Шрифт:
Закладка:
После его отзыва дело пошло к Кутепову. Стало ясно, что я получу Георгиевский крест.
Однажды вечером забежал ко мне дроздовец, мой слушатель по математике, поручик Орлов.
– Наши справлялись в штабе корпуса, – сказал поручик. – Вы произведены. Приказ уже подписан…
Странное было чувство. Казалось бы, не все ли равно? Казалось, что ниже достоинства думать о наградах. A думалось. Думалось и создавалось беспокойство.
Я пошел в город, просить капитана Воронова справиться в штабе, и в ожидании его прихода сидел у его жены в их маленькой комнате. Было несколько офицеров. Поручик Очеретный разливал чай. Вдруг отворилась дверь и вошел сам хозяин. Лицо его радостно улыбалось.

+ + + + + + +

Короткое задание A: Укажите все строки списка ниже, где встречается слово «glass», и перепишите их.

+ + + + + + +

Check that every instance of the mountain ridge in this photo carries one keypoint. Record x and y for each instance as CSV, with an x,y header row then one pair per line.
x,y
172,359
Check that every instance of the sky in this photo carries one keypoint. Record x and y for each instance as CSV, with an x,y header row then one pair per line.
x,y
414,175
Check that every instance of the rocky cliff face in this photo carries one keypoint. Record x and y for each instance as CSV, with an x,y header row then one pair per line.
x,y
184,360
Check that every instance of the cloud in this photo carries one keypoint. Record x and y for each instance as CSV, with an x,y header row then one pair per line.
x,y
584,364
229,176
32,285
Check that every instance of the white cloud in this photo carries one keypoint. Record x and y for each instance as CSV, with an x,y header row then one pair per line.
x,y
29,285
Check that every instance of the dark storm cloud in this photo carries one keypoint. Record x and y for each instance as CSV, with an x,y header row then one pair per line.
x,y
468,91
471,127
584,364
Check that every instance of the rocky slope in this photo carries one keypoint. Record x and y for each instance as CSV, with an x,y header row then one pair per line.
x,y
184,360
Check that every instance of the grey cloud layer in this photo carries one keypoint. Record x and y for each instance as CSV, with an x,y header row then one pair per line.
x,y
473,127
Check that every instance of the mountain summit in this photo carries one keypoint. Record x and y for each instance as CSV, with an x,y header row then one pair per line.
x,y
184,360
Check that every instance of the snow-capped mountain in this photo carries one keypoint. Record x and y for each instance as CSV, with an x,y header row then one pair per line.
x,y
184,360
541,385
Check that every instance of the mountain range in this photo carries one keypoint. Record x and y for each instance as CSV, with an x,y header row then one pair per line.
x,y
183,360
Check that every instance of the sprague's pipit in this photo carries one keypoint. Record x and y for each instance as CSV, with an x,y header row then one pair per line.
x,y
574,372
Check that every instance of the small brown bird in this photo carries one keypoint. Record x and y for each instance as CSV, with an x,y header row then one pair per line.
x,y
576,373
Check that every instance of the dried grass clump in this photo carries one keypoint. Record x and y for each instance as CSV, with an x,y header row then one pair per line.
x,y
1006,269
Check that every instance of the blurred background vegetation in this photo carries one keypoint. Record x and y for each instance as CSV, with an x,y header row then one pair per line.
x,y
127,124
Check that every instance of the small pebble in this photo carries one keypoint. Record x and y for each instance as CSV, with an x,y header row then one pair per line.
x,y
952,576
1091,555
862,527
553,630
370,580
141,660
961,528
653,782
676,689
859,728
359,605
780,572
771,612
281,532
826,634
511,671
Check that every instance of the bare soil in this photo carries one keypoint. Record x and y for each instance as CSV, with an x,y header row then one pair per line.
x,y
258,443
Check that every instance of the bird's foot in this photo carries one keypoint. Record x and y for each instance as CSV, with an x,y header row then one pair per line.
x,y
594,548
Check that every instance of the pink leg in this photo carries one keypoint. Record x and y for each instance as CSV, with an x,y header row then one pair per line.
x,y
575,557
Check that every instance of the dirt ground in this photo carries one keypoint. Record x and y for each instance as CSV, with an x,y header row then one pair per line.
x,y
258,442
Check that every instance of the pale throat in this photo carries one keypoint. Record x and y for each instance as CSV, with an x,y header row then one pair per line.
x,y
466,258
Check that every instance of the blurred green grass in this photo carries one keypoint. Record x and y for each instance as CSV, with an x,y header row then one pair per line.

+ + + + + + +

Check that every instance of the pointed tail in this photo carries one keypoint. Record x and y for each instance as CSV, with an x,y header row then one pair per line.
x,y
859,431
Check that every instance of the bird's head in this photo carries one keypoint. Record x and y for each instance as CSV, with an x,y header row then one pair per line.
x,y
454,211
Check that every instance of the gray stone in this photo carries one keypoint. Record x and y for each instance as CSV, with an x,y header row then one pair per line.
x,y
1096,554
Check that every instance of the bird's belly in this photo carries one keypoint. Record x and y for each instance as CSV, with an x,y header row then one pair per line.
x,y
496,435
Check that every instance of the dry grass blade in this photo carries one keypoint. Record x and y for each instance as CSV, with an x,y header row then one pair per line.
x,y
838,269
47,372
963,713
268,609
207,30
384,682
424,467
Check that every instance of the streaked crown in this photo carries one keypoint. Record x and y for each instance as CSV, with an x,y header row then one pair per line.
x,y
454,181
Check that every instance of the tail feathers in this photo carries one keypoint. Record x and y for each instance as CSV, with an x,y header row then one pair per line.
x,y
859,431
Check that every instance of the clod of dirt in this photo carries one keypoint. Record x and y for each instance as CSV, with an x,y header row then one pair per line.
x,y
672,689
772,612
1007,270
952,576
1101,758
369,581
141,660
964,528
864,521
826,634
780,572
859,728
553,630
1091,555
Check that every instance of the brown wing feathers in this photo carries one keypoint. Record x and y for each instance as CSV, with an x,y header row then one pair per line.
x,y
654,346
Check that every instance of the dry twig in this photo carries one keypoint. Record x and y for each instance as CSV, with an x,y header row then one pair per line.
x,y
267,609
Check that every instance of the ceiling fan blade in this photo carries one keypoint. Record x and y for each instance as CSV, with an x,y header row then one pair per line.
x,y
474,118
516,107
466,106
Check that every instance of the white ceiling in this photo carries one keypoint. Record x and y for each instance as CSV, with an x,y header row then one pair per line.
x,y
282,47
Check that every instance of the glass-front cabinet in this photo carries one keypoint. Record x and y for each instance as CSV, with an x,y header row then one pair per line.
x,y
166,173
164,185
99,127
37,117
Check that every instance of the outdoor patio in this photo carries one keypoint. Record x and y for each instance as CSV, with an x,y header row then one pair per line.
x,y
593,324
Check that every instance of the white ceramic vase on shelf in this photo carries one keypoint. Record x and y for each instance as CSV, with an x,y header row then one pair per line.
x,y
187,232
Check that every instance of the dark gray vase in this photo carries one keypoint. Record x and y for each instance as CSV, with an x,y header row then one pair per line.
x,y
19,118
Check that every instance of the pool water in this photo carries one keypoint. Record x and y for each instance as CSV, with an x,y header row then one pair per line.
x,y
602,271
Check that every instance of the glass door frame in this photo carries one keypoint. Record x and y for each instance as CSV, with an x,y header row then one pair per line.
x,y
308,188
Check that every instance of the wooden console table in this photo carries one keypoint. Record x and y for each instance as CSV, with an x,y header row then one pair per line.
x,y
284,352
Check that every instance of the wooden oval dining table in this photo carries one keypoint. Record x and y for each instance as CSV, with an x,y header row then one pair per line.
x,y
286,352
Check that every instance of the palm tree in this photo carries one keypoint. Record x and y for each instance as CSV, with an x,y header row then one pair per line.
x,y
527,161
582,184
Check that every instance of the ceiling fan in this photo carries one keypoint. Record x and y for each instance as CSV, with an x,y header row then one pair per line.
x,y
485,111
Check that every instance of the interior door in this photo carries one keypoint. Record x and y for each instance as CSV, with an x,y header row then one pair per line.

+ + + + + + +

Короткое задание B: Приведите заново фрагмент отрывка от «Однажды вечером забежал» до «его радостно улыбалось.», изменив в нём «чай» на «кофе».

Письменный ответ A:
Check that every instance of the glass-front cabinet in this photo carries one keypoint. Record x and y for each instance as CSV, with an x,y header row then one pair per line.
Check that every instance of the glass door frame in this photo carries one keypoint. Record x and y for each instance as CSV, with an x,y header row then one pair per line.

Письменный ответ B:
Однажды вечером забежал ко мне дроздовец, мой слушатель по математике, поручик Орлов.
– Наши справлялись в штабе корпуса, – сказал поручик. – Вы произведены. Приказ уже подписан…
Странное было чувство. Казалось бы, не все ли равно? Казалось, что ниже достоинства думать о наградах. A думалось. Думалось и создавалось беспокойство.
Я пошел в город, просить капитана Воронова справиться в штабе, и в ожидании его прихода сидел у его жены в их маленькой комнате. Было несколько офицеров. Поручик Очеретный разливал кофе. Вдруг отворилась дверь и вошел сам хозяин. Лицо его радостно улыбалось.